> **The problem**
Copy out every line of the records below word for word, leaving out the pictures.

> **Data extract**
· · · ·

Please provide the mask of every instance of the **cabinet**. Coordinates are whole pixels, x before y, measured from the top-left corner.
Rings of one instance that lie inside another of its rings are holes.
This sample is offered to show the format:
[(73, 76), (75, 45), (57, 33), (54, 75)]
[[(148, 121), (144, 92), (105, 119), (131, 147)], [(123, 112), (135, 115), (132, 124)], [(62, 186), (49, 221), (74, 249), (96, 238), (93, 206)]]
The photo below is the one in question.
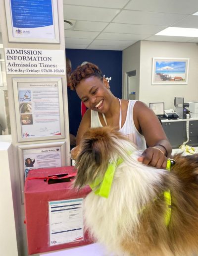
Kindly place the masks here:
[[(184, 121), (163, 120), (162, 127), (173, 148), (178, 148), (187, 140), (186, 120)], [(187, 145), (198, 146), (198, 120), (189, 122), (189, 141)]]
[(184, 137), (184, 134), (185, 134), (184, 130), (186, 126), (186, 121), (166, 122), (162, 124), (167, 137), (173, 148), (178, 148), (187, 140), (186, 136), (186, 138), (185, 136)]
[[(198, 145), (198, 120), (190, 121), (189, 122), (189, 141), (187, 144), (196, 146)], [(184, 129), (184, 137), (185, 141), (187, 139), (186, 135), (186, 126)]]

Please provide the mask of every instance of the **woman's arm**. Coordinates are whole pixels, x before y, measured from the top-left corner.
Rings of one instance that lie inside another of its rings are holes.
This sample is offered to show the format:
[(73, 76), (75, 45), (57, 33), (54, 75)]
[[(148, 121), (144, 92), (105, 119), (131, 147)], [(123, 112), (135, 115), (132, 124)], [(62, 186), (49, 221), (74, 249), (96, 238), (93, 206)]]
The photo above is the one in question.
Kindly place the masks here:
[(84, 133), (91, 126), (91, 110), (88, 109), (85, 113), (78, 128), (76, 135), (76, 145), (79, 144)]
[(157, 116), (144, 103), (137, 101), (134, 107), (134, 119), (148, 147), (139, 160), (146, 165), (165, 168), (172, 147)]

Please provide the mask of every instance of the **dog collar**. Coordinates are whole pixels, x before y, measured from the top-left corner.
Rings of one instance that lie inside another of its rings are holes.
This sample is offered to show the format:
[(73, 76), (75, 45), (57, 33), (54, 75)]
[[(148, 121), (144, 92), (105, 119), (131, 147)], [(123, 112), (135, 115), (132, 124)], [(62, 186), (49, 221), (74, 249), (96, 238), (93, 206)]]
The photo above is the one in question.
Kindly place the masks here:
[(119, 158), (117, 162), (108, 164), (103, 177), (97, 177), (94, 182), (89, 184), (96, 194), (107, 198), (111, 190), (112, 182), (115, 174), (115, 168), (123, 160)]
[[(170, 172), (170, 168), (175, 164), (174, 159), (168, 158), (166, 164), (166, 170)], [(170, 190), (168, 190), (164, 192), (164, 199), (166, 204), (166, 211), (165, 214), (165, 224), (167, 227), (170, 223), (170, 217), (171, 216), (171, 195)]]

· · · ·

> **Exercise answer**
Please provide the mask of every instance of the **cabinet**. Coordinates are whole pixels, x before y, measured from the top-left corner.
Rings of one instance that lie inside another of its rings are holes.
This sample is offered to show the format:
[(73, 76), (75, 45), (57, 33), (54, 75)]
[[(148, 121), (144, 92), (105, 119), (131, 147)], [(123, 112), (135, 115), (132, 124)], [(62, 186), (49, 221), (74, 249), (96, 238), (93, 206)]]
The photo below is the one in question.
Kindly place the masks here:
[[(184, 121), (163, 120), (162, 127), (173, 148), (178, 148), (187, 140), (186, 120)], [(187, 145), (198, 146), (198, 120), (189, 122), (189, 141)]]
[(184, 137), (184, 134), (185, 134), (184, 130), (186, 126), (186, 121), (166, 122), (162, 124), (167, 137), (173, 148), (178, 148), (187, 140), (186, 136), (186, 138), (185, 136)]
[[(198, 145), (198, 120), (190, 121), (189, 122), (189, 141), (187, 144), (196, 146)], [(184, 129), (184, 137), (185, 141), (187, 139), (186, 135), (186, 126)]]

Please provide the mask of every instance of the **woman's arm**. Coordinates are whole pixels, x before y, measured from the top-left corner.
Rings of one instance that lie inside another of its rings are holes.
This sample is offered to show the format:
[(73, 76), (75, 45), (57, 33), (54, 75)]
[[(148, 121), (144, 92), (105, 119), (131, 147)], [(123, 112), (135, 115), (132, 124)], [(62, 186), (49, 221), (74, 249), (96, 238), (93, 206)]]
The photo above is the one in question.
Kindly place the masks here:
[(84, 133), (91, 126), (91, 110), (88, 109), (85, 113), (78, 128), (76, 135), (76, 145), (79, 144)]
[(157, 116), (144, 103), (137, 101), (134, 107), (134, 119), (148, 147), (139, 160), (146, 165), (165, 168), (172, 147)]

Please provide the mask of every instance of the **dog collar**. Coordinates are whole pixels, x before y, measured from the top-left corner.
Rings of one instance that lie inside another of its rings are holes.
This sample is offered to show the format:
[(73, 76), (75, 45), (57, 33), (54, 75)]
[[(148, 121), (144, 92), (105, 119), (131, 147)], [(123, 112), (135, 115), (132, 124)], [(62, 186), (49, 221), (74, 249), (96, 238), (93, 206)]]
The photo above is the one in question.
Kindly place the masks here:
[(119, 158), (117, 162), (108, 164), (103, 177), (97, 177), (94, 182), (89, 184), (96, 194), (107, 198), (111, 190), (112, 182), (115, 174), (115, 168), (123, 160)]
[[(170, 172), (170, 168), (175, 164), (174, 159), (168, 158), (166, 164), (166, 170)], [(170, 190), (168, 190), (164, 192), (164, 199), (166, 204), (166, 211), (165, 214), (165, 224), (167, 227), (170, 223), (170, 217), (171, 216), (171, 195)]]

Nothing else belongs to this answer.